- Work to be completed
Extract the text of each entry below exactly, leaving every image behind.

- Data extract
===============
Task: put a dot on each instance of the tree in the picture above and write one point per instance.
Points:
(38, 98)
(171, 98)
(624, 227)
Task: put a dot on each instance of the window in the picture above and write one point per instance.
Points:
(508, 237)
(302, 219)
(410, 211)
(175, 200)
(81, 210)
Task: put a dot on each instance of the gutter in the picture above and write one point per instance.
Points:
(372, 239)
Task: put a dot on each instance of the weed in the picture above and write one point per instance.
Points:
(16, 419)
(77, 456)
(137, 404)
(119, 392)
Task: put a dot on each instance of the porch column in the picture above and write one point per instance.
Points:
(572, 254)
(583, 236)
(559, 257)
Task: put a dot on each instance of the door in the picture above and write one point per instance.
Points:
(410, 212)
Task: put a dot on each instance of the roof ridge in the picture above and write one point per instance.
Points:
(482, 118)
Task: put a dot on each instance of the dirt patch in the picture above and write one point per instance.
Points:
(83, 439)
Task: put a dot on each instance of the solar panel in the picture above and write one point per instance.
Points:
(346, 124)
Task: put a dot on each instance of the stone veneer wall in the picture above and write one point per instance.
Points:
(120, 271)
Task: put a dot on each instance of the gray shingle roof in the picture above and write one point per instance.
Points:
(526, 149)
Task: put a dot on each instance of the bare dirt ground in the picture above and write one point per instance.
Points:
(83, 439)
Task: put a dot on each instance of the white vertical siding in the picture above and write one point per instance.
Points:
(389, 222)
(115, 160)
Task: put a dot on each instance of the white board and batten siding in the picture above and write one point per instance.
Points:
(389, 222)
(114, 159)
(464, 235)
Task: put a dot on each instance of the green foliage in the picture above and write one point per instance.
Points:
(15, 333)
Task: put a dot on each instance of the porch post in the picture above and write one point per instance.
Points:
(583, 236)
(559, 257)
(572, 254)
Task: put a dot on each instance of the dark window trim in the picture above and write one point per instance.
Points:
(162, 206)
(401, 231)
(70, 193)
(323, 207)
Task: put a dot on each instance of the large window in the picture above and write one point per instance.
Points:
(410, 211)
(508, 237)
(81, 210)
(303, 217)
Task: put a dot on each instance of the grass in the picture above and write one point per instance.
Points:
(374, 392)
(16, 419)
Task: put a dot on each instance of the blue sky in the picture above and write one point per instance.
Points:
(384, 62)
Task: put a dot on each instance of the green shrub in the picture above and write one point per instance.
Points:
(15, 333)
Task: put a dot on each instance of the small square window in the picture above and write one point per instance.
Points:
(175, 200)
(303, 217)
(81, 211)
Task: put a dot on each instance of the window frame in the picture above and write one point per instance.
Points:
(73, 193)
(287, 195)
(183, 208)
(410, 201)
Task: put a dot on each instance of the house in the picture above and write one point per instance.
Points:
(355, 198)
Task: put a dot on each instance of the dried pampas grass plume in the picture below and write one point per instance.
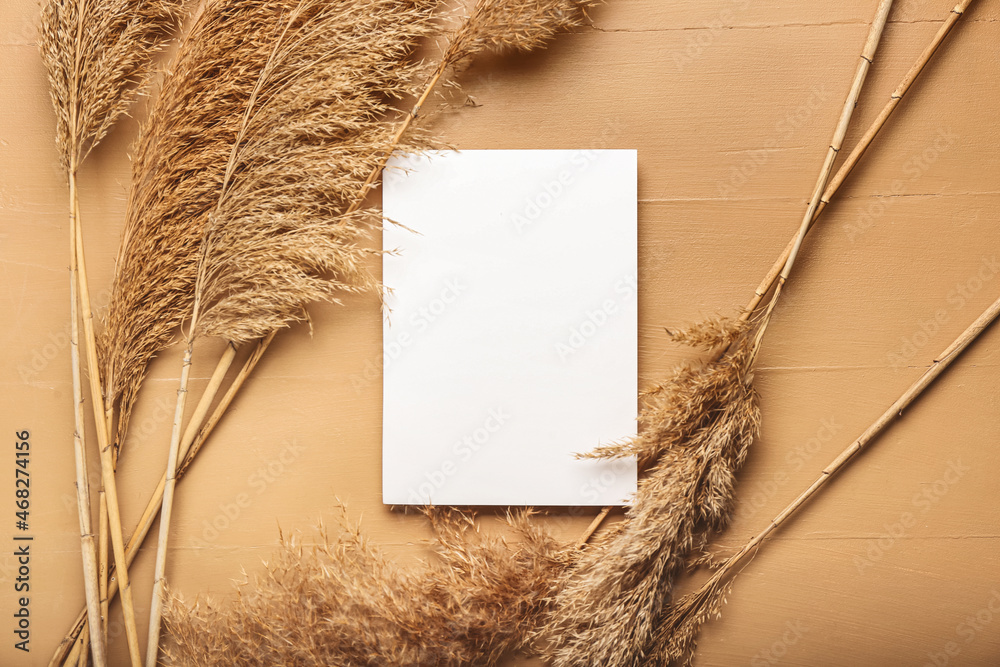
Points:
(343, 602)
(276, 234)
(695, 431)
(97, 52)
(96, 55)
(324, 137)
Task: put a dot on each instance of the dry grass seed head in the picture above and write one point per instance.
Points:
(305, 152)
(96, 63)
(514, 25)
(695, 433)
(343, 602)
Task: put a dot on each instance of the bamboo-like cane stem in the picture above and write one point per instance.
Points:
(867, 57)
(74, 655)
(938, 366)
(91, 577)
(159, 580)
(107, 457)
(195, 437)
(862, 146)
(84, 650)
(834, 184)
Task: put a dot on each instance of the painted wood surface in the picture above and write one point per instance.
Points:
(731, 104)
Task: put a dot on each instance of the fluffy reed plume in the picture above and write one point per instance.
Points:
(344, 602)
(174, 179)
(304, 152)
(695, 430)
(96, 53)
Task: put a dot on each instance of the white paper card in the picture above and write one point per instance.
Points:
(511, 343)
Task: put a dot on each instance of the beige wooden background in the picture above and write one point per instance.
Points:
(731, 104)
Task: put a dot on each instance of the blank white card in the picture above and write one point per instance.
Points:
(511, 341)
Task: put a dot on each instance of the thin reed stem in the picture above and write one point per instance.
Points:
(102, 559)
(190, 445)
(107, 460)
(91, 578)
(159, 579)
(689, 607)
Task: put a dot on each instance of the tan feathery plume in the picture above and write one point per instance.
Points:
(344, 602)
(96, 54)
(696, 432)
(276, 236)
(181, 161)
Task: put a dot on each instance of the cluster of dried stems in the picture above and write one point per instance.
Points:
(343, 602)
(695, 432)
(97, 54)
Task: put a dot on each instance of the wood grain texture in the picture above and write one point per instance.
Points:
(731, 104)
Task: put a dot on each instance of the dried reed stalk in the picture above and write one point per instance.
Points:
(677, 636)
(91, 577)
(343, 602)
(862, 146)
(275, 237)
(695, 431)
(494, 25)
(833, 186)
(95, 54)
===============
- Response for this exercise
Task: put a dot on each instance of the tree in the picture above and write one point per instance.
Points:
(38, 98)
(171, 98)
(624, 227)
Task: put a dot on each instance of the window in the picture above and write one point per instance.
Points:
(508, 237)
(302, 219)
(410, 211)
(175, 200)
(81, 210)
Task: put a dot on each instance of the gutter in the picture above and write one point per instance.
Points:
(372, 239)
Task: put a dot on each instance of the weed in the picture above and write one point per instance.
Points:
(16, 419)
(77, 456)
(137, 404)
(119, 392)
Task: put a dot on each instance of the porch column in the picture above and write one point per instance.
Points:
(572, 254)
(583, 236)
(559, 257)
Task: put a dot on each instance of the door in the picture above and write one point per instance.
Points:
(410, 212)
Task: put a dot on each instance of the roof ridge in the picture above and write one point per instance.
Points:
(482, 118)
Task: put a dot on each instance of the dirt patch in the picture above and write one point per instance.
Points:
(83, 439)
Task: put a dot on each instance of the solar panel in the picture above and write one point per instance.
Points:
(346, 124)
Task: put a dot on each instance of the stone veneer wall in the picture above and write one point per instance.
Points:
(120, 271)
Task: put a dot on each instance of the gray shingle roof in the picture above and write one point per instance.
Points:
(526, 149)
Task: put a dot on each instance of the bare dirt ground in the picture above and write one point per instance.
Points:
(83, 439)
Task: put a dot on each instance of the white vertical siding in the picture above and write one point per instance.
Points:
(389, 222)
(115, 160)
Task: put a dot on each instance of the white board and batten siding in the picture above and write one point per instance.
Points:
(389, 222)
(114, 159)
(464, 235)
Task: put a dot on each instance of the green foliage in the picture above and write one point per instance.
Points:
(15, 333)
Task: put a dot on each instance of the porch post in the picture above and write one point per instance.
Points:
(583, 236)
(559, 257)
(572, 254)
Task: put a dot on each instance of the dark window trim in the picture above and write one point per instance.
Points:
(162, 206)
(401, 231)
(70, 193)
(323, 207)
Task: put a dot on each instance of the large window in the picture above and write one point per instance.
Points:
(410, 211)
(508, 237)
(81, 210)
(303, 217)
Task: put a dot on each instance of the grass in the picture above and write one point per instance.
Points:
(374, 392)
(16, 419)
Task: put a dot on each instance of the blue sky in the picture above and write one point per instance.
Points:
(384, 62)
Task: put a dot on each instance of the green shrub in the picture above and write one point per instance.
Points:
(15, 333)
Task: put a dot on each instance of the small square window in the picture above and write one point per instance.
Points:
(175, 200)
(303, 217)
(81, 211)
Task: put a dot on each instance of the window frame in the picture above and write one point per instance.
Points:
(73, 193)
(287, 195)
(183, 208)
(410, 201)
Task: put a dot on each instance of the house in the picture above and write one point per instance.
Points:
(355, 198)
Task: put a dot on each instance of the dried pampas grass plume in the picture below and write one point per instance.
Points:
(343, 602)
(276, 234)
(695, 431)
(97, 52)
(96, 55)
(324, 137)
Task: put a dot on each instance of the dry grass seed head in the picture above and write one point per instance.
Points:
(305, 152)
(96, 63)
(514, 25)
(695, 433)
(343, 602)
Task: put a dot on each instance of the bamboo-like cane stem in the picture above and write one point per instance.
Points:
(867, 57)
(74, 655)
(938, 366)
(91, 577)
(159, 580)
(107, 457)
(195, 437)
(862, 146)
(84, 650)
(834, 184)
Task: put a dot on each instance of the painted wood surface in the picture above and write one point per instance.
Points:
(731, 104)
Task: put a dot on each instance of the fluffy reed plume in the picture above and write one point per instance.
Points:
(344, 602)
(174, 179)
(304, 152)
(695, 430)
(96, 53)
Task: put a dot on each instance of the white paper card in the picture above and write one point per instance.
Points:
(511, 343)
Task: put a dot on each instance of the beige wooden background in the picture above and write one point per instance.
Points:
(731, 104)
Task: put a dot on each instance of the blank white card in the picture above and write one point per instance.
Points:
(511, 341)
Task: put a dot on each instance of the thin reed stem in the picture above and write one point per instance.
Points:
(102, 559)
(190, 445)
(107, 460)
(91, 578)
(159, 579)
(689, 607)
Task: put a dot on each instance of the tan feathery plume in the picture above and write one point per instance.
Points:
(344, 602)
(96, 54)
(696, 432)
(276, 236)
(181, 161)
Task: put a dot on each instance of the cluster of dried stems in the picture above and write one point per instance.
Points:
(343, 602)
(695, 432)
(97, 54)
Task: put a dot on each instance of the wood grain texture in the picture above and write one point per instance.
Points:
(731, 104)
Task: put a dot on each instance of the dried reed stalk in the picture above and write one point per instance.
Points:
(677, 636)
(91, 577)
(343, 602)
(862, 146)
(275, 237)
(695, 431)
(494, 25)
(833, 186)
(95, 54)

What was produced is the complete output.